» WORK REQUEST
Give back the full data, unchanged and complete.

(Stored entries)
━━━━━━━━━━━━━━━━━━━━━━━━━━━━━━

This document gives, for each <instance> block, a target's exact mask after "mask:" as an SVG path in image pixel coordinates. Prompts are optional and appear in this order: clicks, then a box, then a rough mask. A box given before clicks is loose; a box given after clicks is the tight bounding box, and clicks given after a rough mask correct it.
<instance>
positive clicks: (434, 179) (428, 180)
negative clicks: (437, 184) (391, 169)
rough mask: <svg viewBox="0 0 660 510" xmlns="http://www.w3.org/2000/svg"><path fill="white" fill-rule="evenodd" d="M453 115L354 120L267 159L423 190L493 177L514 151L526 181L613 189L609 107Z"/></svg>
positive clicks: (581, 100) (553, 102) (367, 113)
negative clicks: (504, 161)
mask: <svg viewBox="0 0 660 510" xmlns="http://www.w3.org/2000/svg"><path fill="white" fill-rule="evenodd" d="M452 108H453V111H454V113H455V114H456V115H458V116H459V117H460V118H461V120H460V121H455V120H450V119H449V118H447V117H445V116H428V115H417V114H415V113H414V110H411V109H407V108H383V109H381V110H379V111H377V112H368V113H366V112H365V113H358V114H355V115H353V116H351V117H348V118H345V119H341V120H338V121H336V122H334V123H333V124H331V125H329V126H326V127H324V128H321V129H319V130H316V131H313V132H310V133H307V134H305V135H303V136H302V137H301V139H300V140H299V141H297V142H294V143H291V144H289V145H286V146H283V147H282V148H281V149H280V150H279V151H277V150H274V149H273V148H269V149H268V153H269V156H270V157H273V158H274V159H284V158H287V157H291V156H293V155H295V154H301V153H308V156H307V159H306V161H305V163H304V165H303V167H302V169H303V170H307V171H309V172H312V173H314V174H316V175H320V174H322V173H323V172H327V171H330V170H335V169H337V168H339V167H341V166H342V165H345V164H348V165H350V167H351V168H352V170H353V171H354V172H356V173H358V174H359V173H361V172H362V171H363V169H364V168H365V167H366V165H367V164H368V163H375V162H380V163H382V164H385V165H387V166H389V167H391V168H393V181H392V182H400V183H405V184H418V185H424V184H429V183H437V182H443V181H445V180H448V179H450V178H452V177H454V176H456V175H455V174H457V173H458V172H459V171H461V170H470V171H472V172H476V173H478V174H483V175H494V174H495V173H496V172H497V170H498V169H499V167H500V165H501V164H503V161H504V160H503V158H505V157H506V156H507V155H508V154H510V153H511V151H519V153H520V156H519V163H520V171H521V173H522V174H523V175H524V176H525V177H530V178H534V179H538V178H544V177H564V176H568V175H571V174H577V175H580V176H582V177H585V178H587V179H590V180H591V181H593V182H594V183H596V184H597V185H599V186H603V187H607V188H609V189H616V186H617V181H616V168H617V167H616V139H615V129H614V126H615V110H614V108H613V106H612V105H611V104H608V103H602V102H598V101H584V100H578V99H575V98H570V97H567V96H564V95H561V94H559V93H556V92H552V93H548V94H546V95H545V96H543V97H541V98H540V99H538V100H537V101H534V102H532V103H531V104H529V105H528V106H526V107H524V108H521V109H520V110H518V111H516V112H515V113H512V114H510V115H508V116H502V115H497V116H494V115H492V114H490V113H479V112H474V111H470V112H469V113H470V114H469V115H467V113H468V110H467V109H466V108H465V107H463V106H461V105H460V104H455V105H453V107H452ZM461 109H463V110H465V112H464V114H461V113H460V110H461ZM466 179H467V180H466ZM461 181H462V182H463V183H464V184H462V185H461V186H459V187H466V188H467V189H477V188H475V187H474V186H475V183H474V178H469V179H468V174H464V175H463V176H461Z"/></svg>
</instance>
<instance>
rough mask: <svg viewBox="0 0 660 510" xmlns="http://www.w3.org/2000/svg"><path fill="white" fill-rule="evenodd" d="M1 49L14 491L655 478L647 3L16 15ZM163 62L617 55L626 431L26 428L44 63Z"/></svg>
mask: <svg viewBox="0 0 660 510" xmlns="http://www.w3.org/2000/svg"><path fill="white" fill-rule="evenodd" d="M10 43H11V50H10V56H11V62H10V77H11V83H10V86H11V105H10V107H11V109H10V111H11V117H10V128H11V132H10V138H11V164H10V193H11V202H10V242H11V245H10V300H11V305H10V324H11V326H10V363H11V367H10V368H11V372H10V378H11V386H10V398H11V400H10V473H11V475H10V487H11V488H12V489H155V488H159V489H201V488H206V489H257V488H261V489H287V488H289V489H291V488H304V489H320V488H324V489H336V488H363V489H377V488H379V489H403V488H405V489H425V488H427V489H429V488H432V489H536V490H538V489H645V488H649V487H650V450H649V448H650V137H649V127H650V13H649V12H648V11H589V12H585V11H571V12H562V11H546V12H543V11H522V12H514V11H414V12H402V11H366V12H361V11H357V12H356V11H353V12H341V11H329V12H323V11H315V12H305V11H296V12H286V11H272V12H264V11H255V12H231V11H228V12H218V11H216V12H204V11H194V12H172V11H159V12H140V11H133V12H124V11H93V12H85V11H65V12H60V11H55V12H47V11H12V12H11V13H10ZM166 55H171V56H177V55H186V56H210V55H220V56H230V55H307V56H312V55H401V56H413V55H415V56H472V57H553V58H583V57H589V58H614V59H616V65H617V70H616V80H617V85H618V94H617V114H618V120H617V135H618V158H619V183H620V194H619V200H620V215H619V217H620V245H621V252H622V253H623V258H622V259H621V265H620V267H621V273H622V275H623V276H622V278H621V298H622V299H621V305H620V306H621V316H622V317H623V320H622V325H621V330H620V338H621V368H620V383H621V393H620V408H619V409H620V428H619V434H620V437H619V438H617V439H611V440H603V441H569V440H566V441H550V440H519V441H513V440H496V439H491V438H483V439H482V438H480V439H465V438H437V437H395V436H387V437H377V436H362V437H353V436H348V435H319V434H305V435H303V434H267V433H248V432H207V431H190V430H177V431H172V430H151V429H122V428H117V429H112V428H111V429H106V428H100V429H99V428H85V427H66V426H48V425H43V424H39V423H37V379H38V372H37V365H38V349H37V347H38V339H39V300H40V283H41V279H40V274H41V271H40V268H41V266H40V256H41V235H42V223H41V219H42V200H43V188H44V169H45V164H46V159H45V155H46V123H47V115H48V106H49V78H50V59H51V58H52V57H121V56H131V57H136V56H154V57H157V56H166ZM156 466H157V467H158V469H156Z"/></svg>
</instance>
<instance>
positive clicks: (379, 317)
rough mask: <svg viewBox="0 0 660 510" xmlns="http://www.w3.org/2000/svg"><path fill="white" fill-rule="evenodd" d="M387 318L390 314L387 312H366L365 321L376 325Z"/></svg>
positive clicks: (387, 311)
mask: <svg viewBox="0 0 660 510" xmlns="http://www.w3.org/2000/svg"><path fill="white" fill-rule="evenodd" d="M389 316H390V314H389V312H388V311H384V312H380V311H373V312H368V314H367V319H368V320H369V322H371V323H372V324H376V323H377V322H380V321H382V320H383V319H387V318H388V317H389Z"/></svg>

━━━━━━━━━━━━━━━━━━━━━━━━━━━━━━

» RESULT OF THE EXERCISE
This document gives, for each <instance> block, a target's exact mask after "mask:" as an SVG path in image pixel coordinates. Prompts are optional and appear in this order: clicks, then a box, then a rough mask. A box given before clicks is loose; a box given after clicks is the tight bounding box, and clicks given after a rough mask correct it.
<instance>
positive clicks: (434, 179) (428, 180)
negative clicks: (437, 184) (391, 169)
rough mask: <svg viewBox="0 0 660 510" xmlns="http://www.w3.org/2000/svg"><path fill="white" fill-rule="evenodd" d="M453 115L354 120L267 159L423 190L493 177L514 151L526 181L613 189L609 107Z"/></svg>
positive clicks: (581, 100) (553, 102) (367, 113)
negative clicks: (504, 161)
mask: <svg viewBox="0 0 660 510" xmlns="http://www.w3.org/2000/svg"><path fill="white" fill-rule="evenodd" d="M452 108H453V111H454V113H455V114H456V115H458V116H459V117H460V118H461V120H460V121H455V120H450V119H449V118H447V117H445V116H428V115H417V114H415V113H414V110H411V109H407V108H383V109H381V110H379V111H377V112H368V113H366V112H365V113H358V114H355V115H353V116H351V117H348V118H345V119H341V120H338V121H336V122H334V123H333V124H331V125H329V126H326V127H324V128H321V129H319V130H316V131H313V132H310V133H307V134H305V135H303V136H302V137H301V139H300V140H299V141H297V142H294V143H291V144H289V145H286V146H283V147H282V148H281V149H280V150H279V151H277V150H274V149H273V148H269V149H268V153H269V156H270V157H273V158H274V159H284V158H287V157H291V156H293V155H295V154H301V153H308V156H307V159H306V161H305V163H304V165H303V167H302V169H303V170H307V171H309V172H312V173H314V174H316V175H320V174H322V173H323V172H327V171H330V170H335V169H337V168H339V167H341V166H342V165H345V164H348V165H350V167H351V168H352V170H353V171H354V172H356V173H358V174H359V173H361V172H362V171H363V169H364V168H365V167H366V165H367V164H368V163H375V162H380V163H382V164H385V165H387V166H389V167H391V168H393V181H392V182H400V183H405V184H418V185H424V184H429V183H437V182H443V181H445V180H448V179H450V178H452V177H454V176H456V175H455V174H457V173H458V172H459V171H461V170H470V171H472V172H476V173H478V174H483V175H494V174H495V173H496V172H497V170H498V169H499V167H500V165H501V164H503V161H504V160H503V158H505V157H506V156H507V155H508V154H510V153H511V151H519V153H520V156H519V163H520V171H521V173H522V174H523V175H524V176H525V177H530V178H534V179H538V178H544V177H564V176H568V175H571V174H577V175H580V176H582V177H585V178H587V179H590V180H591V181H593V182H594V183H596V184H597V185H599V186H603V187H607V188H609V189H616V186H617V181H616V168H617V167H616V139H615V129H614V126H615V110H614V108H613V106H612V105H611V104H608V103H602V102H598V101H584V100H578V99H575V98H570V97H567V96H564V95H561V94H559V93H556V92H552V93H548V94H546V95H545V96H543V97H541V98H540V99H538V100H537V101H534V102H532V103H531V104H529V105H528V106H526V107H524V108H521V109H520V110H518V111H516V112H515V113H512V114H510V115H508V116H502V115H497V116H494V115H492V114H490V113H479V112H474V111H470V112H469V113H470V114H469V115H467V113H468V110H467V109H466V108H465V107H463V106H461V105H460V104H455V105H453V107H452ZM461 109H463V110H465V112H464V114H461V113H460V110H461ZM466 179H467V180H466ZM461 181H462V182H463V183H464V184H462V185H461V186H459V187H466V188H467V189H477V188H475V187H474V186H475V183H474V178H469V179H468V174H464V175H463V176H461Z"/></svg>
</instance>
<instance>
rough mask: <svg viewBox="0 0 660 510" xmlns="http://www.w3.org/2000/svg"><path fill="white" fill-rule="evenodd" d="M1 49L14 491L655 478L647 3L16 15ZM163 62L617 55L626 431L26 428L44 63Z"/></svg>
mask: <svg viewBox="0 0 660 510" xmlns="http://www.w3.org/2000/svg"><path fill="white" fill-rule="evenodd" d="M10 43H11V50H10V56H11V62H10V77H11V83H10V86H11V105H10V107H11V109H10V111H11V117H10V128H11V132H10V138H11V164H10V193H11V202H10V242H11V245H10V300H11V305H10V324H11V326H10V363H11V367H10V368H11V372H10V378H11V386H10V398H11V400H10V473H11V475H10V487H11V488H12V489H155V488H159V489H201V488H206V489H257V488H261V489H287V488H289V489H291V488H304V489H320V488H324V489H336V488H363V489H377V488H379V489H403V488H405V489H425V488H427V489H429V488H432V489H536V490H538V489H645V488H649V487H650V450H649V448H650V137H649V127H650V13H649V12H648V11H589V12H585V11H571V12H562V11H546V12H543V11H522V12H514V11H414V12H402V11H366V12H361V11H357V12H356V11H353V12H341V11H329V12H323V11H315V12H305V11H296V12H286V11H272V12H264V11H255V12H231V11H228V12H218V11H216V12H204V11H194V12H172V11H159V12H140V11H133V12H124V11H93V12H85V11H65V12H60V11H55V12H47V11H12V12H11V13H10ZM166 55H171V56H177V55H186V56H210V55H220V56H230V55H307V56H312V55H401V56H413V55H415V56H472V57H553V58H583V57H589V58H614V59H616V65H617V70H616V80H617V85H618V94H617V114H618V120H617V135H618V158H619V183H620V194H619V200H620V215H619V217H620V245H621V252H622V253H623V258H622V259H621V265H620V267H621V273H622V275H623V276H622V278H621V298H622V299H621V305H620V306H621V316H622V317H623V320H622V325H621V330H620V338H621V368H620V383H621V393H620V408H619V409H620V428H619V434H620V437H619V438H617V439H611V440H603V441H569V440H566V441H550V440H519V441H513V440H496V439H491V438H483V439H482V438H480V439H465V438H437V437H395V436H387V437H377V436H362V437H353V436H348V435H319V434H305V435H303V434H267V433H248V432H207V431H190V430H177V431H172V430H151V429H122V428H117V429H112V428H111V429H106V428H100V429H99V428H85V427H66V426H48V425H43V424H39V423H37V379H38V372H37V365H38V349H37V347H38V339H39V300H40V283H41V279H40V274H41V271H40V268H41V266H40V256H41V235H42V223H41V219H42V200H43V188H44V169H45V164H46V159H45V155H46V123H47V115H48V106H49V78H50V59H51V58H52V57H121V56H131V57H136V56H154V57H157V56H166ZM156 466H157V467H158V469H156Z"/></svg>
</instance>
<instance>
positive clicks: (379, 317)
rough mask: <svg viewBox="0 0 660 510" xmlns="http://www.w3.org/2000/svg"><path fill="white" fill-rule="evenodd" d="M387 318L390 314L387 312H366L365 321L376 325Z"/></svg>
positive clicks: (387, 311)
mask: <svg viewBox="0 0 660 510" xmlns="http://www.w3.org/2000/svg"><path fill="white" fill-rule="evenodd" d="M389 316H390V314H389V312H388V311H384V312H380V311H373V312H368V314H367V319H368V320H369V322H371V323H372V324H376V323H377V322H380V321H382V320H383V319H387V318H388V317H389Z"/></svg>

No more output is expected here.